> _PROVIDED PASSAGE_
========================

“The National Health Service (SNS), evidently, has management problems, resource issues, and issues of autonomy,” stated Rui Tavares at the end of a visit to the Local Health Unit of Vila Nova de Gaia/Espinho, located in the Porto district, where he elected his first deputy in the last legislative elections.
However, after consulting healthcare professionals and administrators, the leader of Livre is convinced that these problems “can be treated and cured.”
He emphasized that the area has solutions, regretting that there is already an ongoing privatization of the SNS, which is often “disguised and partial.”
While acknowledging that private entities have their place, Rui Tavares stressed that their role should be complementary, as stated in the Health Basic Law, and for this to happen, private entities must also have the same obligations as the public sector.
“Because sometimes a private entity announces certain types of services for which it does not have the same obligations, the same standards, does not have to have the same anesthetists, the same nurses, or they do not have them during procedures where the SNS would, and therefore, sometimes, it is even engaging in some misleading advertising,” he emphasized.
He reiterated this point: “When things get serious, we already know that private entities end up sending patients to the SNS. Therefore, this playing field needs to be equalized.”

========================

> _RECORDED DATA_
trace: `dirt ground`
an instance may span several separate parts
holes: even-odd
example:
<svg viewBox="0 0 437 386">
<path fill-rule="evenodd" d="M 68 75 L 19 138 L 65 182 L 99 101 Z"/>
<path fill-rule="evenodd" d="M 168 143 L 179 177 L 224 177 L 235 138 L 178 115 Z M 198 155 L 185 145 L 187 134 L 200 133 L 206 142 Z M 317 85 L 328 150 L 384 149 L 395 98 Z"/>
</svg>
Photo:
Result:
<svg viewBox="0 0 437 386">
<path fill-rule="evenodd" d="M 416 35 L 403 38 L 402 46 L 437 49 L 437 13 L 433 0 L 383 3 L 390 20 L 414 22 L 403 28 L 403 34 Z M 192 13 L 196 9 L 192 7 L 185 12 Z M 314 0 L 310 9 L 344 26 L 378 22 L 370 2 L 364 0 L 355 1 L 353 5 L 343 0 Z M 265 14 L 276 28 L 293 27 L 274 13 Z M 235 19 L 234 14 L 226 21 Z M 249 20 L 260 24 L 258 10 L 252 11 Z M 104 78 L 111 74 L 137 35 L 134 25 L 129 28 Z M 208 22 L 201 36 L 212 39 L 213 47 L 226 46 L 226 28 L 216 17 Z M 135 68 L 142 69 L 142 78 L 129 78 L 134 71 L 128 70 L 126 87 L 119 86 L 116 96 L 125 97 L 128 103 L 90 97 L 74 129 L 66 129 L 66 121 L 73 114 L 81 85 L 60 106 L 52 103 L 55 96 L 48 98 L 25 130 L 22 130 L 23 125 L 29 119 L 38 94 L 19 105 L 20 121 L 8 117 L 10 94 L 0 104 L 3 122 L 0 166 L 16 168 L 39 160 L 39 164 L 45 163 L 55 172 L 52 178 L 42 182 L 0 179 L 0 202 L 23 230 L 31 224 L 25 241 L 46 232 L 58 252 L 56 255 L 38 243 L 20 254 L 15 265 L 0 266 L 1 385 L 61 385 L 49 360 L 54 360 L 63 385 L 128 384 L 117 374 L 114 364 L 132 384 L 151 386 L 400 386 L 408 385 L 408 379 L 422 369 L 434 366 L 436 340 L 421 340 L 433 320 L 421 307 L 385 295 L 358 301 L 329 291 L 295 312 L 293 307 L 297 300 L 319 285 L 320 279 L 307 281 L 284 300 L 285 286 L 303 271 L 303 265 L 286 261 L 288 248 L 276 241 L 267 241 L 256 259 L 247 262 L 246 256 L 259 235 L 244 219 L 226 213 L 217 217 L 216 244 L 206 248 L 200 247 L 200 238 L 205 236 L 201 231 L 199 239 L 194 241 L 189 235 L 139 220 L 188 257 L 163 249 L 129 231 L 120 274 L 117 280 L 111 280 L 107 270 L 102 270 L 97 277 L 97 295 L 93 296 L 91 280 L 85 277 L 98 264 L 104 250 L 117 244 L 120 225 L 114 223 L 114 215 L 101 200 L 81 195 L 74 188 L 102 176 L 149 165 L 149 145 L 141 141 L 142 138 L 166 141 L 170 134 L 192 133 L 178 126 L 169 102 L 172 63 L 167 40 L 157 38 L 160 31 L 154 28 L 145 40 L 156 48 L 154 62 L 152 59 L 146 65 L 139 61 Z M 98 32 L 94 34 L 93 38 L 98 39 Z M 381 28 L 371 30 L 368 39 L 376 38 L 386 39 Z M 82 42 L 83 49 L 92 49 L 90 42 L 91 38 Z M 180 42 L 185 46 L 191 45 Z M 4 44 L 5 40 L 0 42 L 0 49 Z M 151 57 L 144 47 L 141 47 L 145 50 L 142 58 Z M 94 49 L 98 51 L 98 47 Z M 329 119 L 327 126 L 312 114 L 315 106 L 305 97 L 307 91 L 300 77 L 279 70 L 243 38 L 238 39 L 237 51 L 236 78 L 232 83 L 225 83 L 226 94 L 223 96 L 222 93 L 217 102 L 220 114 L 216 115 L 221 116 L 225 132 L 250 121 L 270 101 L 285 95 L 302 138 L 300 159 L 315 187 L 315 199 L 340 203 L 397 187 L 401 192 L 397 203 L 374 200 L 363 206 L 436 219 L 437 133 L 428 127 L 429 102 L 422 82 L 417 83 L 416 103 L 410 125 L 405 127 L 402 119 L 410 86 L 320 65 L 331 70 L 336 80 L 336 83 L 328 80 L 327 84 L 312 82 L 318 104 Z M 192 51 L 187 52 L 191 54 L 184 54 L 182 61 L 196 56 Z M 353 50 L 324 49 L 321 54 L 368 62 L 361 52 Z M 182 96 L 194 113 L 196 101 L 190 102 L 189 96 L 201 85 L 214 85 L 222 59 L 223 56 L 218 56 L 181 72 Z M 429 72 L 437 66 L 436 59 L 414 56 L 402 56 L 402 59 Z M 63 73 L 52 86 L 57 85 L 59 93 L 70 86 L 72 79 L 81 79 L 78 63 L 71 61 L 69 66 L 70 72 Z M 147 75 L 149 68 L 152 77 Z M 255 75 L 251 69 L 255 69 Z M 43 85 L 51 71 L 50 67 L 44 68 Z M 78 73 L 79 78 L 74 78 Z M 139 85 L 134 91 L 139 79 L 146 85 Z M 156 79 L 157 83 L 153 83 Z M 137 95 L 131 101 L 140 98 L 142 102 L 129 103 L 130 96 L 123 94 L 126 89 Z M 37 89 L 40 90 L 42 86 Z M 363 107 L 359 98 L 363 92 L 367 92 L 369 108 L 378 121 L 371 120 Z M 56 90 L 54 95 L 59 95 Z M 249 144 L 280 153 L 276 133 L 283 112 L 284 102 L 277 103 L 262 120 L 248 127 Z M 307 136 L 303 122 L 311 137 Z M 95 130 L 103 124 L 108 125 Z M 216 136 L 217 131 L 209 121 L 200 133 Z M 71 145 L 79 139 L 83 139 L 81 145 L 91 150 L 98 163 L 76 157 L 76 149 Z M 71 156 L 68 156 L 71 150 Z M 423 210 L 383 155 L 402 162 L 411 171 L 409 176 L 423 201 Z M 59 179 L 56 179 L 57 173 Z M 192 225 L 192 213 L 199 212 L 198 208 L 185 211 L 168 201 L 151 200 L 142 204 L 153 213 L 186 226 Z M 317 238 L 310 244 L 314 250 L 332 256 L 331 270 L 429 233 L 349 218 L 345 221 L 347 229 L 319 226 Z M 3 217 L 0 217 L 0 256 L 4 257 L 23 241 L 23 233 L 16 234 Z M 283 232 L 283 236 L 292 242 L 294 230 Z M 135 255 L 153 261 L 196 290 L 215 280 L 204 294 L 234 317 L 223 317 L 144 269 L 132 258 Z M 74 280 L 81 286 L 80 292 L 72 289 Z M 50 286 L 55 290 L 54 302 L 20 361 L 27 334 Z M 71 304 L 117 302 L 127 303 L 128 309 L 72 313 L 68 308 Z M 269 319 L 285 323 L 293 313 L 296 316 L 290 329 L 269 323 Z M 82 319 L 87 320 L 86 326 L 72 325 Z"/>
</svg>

========================

> _TASKS TO CARRY OUT_
1 - Using the piece on Rui Tavares and the National Health Service, answer the following:
(a) Which health unit did Rui Tavares visit, and in which district is it?
(b) Which law does he cite as saying the role of private entities should be complementary?
(c) According to Tavares, where do private entities send patients when things get serious?
2 - Carry on the piece on Rui Tavares and the National Health Service from its last sentence.

> _ANSWERS IN ORDER_
1 -
(a) The Local Health Unit of Vila Nova de Gaia/Espinho, in the Porto district.
(b) The Health Basic Law.
(c) To the SNS.

2 -
In his view, this is a measure that does not cost money, requiring only the political courage that, so far, neither PS nor PSD have shown.
Beyond this issue, Rui Tavares advocated for the return of professionals to the SNS, particularly those who went abroad, through the Regressar Saúde program.
To attract these professionals back, it is necessary, he believes, to offer them more time for research, training, and family life.
“It is not a measure that people say requires money; it is essentially about treating human resources well because they are the center of health policies,” he emphasized.
Rui Tavares also warned that there is, at times, “an often excessively alarmist discourse about the SNS from those who want to dismantle it and shift to systems where, in reality, private entities end up dominating, but also, often, from those who wish to defend the SNS but inflate an alarmist discourse about it.”